### To-do list
1 > Write out the news item on Egypt's IMF loan tranche in full, word for word.
2 > In the saved entries, begin at the line that has "I'd like to know: does the banner" and stop after the last saved entry. Turn each of those lines into one string in a JSON list, leaving out blank lines and the pictures.

### Document text
-.-.-

CAIRO, April 4 (NNN-XINHUA) — Egypt received a 1.2-billion-U.S.-dollar loan tranche from the International Monetary Fund (IMF) on Thursday, the government said, following the fund’s approval of the fourth review of the country’s economic reform program.
“The tranche due for the IMF fourth review, valued at 1.2 billion dollars, has been disbursed,” the cabinet confirmed in a statement.
The disbursement is part of an expanded 8-billion-dollar Extended Fund Facility agreed in March 2024, which augmented an original 3-billion, 46-month program approved in late 2022.
The announcement followed a meeting earlier on Thursday between Prime Minister Mostafa Madbouly and Mohamed Maait, the IMF Executive Board member representing the Arab group and Egypt’s former finance minister, the statement added.
The meeting followed the IMF Executive Board’s approval of the review and confirmed the reform program was helping restore macroeconomic stability, boost foreign currency reserves, lower inflation and revive growth, according to the statement.

-.-.-

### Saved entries
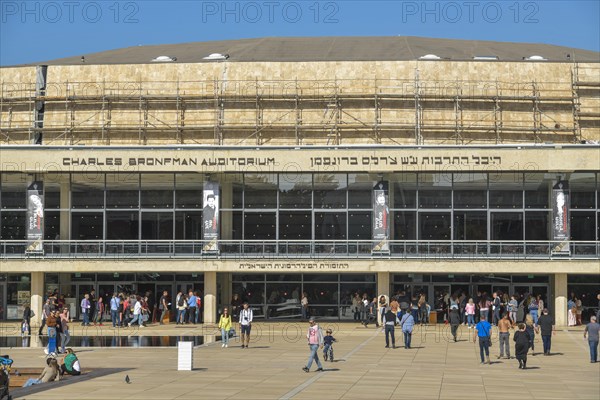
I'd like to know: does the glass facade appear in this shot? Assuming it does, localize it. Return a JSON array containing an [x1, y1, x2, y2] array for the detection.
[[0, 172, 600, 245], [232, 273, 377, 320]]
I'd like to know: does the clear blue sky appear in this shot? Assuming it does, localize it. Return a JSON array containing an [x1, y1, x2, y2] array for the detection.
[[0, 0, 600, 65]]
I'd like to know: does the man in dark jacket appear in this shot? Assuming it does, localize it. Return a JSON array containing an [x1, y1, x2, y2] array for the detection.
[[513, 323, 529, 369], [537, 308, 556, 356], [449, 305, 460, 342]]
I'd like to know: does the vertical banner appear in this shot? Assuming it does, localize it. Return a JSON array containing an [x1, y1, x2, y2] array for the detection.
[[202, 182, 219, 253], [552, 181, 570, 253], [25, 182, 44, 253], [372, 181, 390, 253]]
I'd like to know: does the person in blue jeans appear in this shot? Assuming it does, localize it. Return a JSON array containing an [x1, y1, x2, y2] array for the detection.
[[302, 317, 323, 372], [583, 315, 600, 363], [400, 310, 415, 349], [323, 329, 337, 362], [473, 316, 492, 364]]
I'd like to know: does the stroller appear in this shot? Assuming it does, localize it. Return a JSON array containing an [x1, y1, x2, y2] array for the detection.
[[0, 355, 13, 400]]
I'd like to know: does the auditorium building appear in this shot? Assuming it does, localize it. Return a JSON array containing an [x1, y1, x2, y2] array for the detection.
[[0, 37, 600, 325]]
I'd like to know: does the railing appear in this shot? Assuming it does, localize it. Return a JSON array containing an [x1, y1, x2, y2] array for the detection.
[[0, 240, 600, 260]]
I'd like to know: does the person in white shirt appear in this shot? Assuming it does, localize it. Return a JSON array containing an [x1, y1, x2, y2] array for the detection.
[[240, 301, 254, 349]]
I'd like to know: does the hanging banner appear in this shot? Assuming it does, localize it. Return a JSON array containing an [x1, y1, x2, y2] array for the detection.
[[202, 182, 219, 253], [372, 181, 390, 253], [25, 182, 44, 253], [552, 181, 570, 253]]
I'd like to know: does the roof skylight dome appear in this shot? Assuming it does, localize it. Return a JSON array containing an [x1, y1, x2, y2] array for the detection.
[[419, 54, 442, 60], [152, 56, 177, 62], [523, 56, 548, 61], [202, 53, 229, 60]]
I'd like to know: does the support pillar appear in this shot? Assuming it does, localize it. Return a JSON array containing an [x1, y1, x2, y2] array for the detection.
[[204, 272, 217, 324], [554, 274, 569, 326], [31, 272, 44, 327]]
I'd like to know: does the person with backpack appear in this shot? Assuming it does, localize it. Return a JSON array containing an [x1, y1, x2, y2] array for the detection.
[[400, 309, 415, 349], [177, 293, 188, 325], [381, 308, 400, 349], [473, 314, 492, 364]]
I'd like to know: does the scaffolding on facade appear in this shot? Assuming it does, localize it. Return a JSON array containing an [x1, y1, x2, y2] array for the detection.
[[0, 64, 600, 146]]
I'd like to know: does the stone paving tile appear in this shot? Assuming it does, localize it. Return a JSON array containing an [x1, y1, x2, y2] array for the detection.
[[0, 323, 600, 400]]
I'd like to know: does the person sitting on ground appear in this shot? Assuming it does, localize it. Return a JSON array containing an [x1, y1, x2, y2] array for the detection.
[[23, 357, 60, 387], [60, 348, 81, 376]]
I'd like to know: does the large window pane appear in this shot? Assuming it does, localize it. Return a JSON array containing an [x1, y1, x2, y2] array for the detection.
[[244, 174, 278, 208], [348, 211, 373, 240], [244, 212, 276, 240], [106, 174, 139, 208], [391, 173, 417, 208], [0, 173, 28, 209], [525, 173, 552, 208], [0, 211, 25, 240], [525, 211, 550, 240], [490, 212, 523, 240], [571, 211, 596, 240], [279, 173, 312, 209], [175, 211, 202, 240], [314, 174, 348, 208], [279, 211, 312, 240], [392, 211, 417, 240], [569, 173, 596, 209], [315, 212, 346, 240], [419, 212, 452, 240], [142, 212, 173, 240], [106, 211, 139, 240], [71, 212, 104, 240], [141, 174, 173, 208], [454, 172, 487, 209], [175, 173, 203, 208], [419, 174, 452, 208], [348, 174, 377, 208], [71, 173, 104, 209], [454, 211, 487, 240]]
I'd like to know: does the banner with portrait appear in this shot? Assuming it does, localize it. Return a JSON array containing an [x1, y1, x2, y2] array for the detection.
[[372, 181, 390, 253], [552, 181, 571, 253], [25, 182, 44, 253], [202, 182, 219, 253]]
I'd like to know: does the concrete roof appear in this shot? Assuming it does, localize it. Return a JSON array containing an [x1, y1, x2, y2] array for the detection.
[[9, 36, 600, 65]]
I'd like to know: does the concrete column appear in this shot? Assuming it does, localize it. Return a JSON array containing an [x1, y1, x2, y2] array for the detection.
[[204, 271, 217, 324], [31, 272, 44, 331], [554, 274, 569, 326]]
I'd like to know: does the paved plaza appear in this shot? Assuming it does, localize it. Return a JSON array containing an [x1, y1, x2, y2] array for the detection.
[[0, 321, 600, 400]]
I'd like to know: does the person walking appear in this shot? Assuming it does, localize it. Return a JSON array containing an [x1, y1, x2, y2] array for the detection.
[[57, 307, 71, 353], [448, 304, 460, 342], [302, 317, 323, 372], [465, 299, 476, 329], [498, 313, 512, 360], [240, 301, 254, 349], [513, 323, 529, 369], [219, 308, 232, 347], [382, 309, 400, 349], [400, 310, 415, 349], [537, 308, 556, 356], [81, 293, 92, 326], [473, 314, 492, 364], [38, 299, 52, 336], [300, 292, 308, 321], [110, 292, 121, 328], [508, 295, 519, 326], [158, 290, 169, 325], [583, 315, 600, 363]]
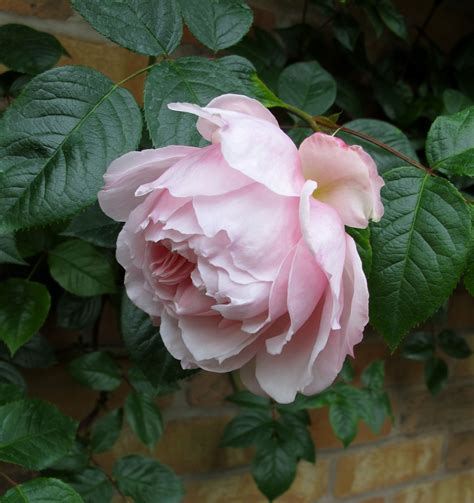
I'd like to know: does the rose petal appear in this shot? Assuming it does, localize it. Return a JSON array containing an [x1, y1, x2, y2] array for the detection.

-.-.-

### Expected answers
1 >
CAIRO, April 4 (NNN-XINHUA) — Egypt received a 1.2-billion-U.S.-dollar loan tranche from the International Monetary Fund (IMF) on Thursday, the government said, following the fund’s approval of the fourth review of the country’s economic reform program.
“The tranche due for the IMF fourth review, valued at 1.2 billion dollars, has been disbursed,” the cabinet confirmed in a statement.
The disbursement is part of an expanded 8-billion-dollar Extended Fund Facility agreed in March 2024, which augmented an original 3-billion, 46-month program approved in late 2022.
The announcement followed a meeting earlier on Thursday between Prime Minister Mostafa Madbouly and Mohamed Maait, the IMF Executive Board member representing the Arab group and Egypt’s former finance minister, the statement added.
The meeting followed the IMF Executive Board’s approval of the review and confirmed the reform program was helping restore macroeconomic stability, boost foreign currency reserves, lower inflation and revive growth, according to the statement.

2 >
[
  "I'd like to know: does the banner with portrait appear in this shot? Assuming it does, localize it. Return a JSON array containing an [x1, y1, x2, y2] array for the detection.",
  "[[372, 181, 390, 253], [552, 181, 571, 253], [25, 182, 44, 253], [202, 182, 219, 253]]",
  "I'd like to know: does the concrete roof appear in this shot? Assuming it does, localize it. Return a JSON array containing an [x1, y1, x2, y2] array for the detection.",
  "[[9, 36, 600, 65]]",
  "I'd like to know: does the concrete column appear in this shot? Assuming it does, localize it. Return a JSON array containing an [x1, y1, x2, y2] array for the detection.",
  "[[204, 271, 217, 324], [31, 272, 44, 331], [554, 274, 569, 326]]",
  "I'd like to know: does the paved plaza appear in this shot? Assuming it does, localize it. Return a JSON array containing an [x1, y1, x2, y2] array for the detection.",
  "[[0, 321, 600, 400]]",
  "I'd like to know: does the person walking appear in this shot? Assuming it does, localize it. Return a JSON array containing an [x1, y1, x2, y2] array for the detection.",
  "[[57, 307, 71, 353], [448, 304, 460, 342], [302, 317, 323, 372], [465, 299, 476, 329], [498, 313, 512, 360], [240, 301, 254, 349], [513, 323, 529, 369], [219, 308, 232, 347], [382, 309, 400, 349], [400, 310, 415, 349], [537, 308, 556, 356], [81, 293, 92, 326], [473, 314, 492, 364], [38, 299, 52, 336], [300, 292, 308, 321], [110, 292, 121, 328], [508, 295, 519, 326], [158, 290, 169, 325], [583, 315, 600, 363]]",
  "I'd like to know: does the rose petal appear in this shot? Assuming it does, localize it. Return a JSON array containing an [x1, y1, x2, y2] array for the detection."
]